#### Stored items
╔══

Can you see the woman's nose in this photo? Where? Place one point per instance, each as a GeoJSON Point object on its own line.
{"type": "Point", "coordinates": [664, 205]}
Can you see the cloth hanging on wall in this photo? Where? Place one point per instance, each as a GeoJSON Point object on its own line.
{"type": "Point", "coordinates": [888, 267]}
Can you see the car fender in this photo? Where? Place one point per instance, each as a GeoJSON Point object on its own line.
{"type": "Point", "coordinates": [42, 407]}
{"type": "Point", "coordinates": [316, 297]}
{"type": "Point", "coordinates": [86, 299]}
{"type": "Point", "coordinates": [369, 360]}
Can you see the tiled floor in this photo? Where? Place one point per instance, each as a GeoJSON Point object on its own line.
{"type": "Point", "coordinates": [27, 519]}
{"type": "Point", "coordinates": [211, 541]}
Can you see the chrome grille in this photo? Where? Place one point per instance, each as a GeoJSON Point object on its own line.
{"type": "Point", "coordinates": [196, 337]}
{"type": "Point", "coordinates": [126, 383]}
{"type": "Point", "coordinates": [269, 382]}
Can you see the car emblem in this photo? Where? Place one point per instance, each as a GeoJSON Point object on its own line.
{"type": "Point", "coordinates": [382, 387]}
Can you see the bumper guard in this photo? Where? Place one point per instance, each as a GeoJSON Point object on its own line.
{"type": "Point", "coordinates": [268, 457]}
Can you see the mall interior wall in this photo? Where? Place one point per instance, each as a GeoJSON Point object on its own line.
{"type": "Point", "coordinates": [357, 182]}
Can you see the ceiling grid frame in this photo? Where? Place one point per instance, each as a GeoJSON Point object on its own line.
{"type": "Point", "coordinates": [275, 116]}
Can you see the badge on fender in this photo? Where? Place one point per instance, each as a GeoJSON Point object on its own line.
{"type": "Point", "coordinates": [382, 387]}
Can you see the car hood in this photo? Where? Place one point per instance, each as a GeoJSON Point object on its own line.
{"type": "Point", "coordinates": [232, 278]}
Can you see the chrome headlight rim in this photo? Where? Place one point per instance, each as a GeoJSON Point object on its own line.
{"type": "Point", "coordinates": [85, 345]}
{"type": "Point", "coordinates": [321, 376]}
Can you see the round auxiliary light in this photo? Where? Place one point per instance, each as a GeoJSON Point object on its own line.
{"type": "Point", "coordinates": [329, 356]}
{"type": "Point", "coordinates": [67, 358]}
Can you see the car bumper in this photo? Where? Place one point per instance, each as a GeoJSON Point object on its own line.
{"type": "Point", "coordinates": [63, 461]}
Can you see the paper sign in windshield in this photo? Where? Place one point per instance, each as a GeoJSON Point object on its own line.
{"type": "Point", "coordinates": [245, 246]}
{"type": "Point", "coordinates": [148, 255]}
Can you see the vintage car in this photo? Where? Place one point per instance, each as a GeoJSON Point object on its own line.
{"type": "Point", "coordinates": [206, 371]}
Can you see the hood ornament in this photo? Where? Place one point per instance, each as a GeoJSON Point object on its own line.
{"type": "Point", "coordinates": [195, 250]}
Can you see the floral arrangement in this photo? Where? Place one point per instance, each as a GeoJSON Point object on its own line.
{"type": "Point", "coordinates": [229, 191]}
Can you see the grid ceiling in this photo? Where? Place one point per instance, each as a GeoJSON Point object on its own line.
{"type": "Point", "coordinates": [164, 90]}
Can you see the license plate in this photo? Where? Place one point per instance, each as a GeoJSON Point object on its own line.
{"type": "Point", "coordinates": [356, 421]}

╚══

#### Work to complete
Copy out the items from the line with "Can you see the floral" through the final line, keeping every line, and add 19 to each coordinate in the answers.

#### Written answer
Can you see the floral arrangement in this photo? Where? Place one point per instance, each as a GeoJSON Point object on its own line.
{"type": "Point", "coordinates": [248, 210]}
Can you see the grid ceiling in this photo? Where? Place one point per instance, each as a GeoJSON Point object on its own line.
{"type": "Point", "coordinates": [183, 109]}
Can you see the license plate in this photo? Where? Place one point per instance, each as a GeoJSON Point object on its own line.
{"type": "Point", "coordinates": [375, 440]}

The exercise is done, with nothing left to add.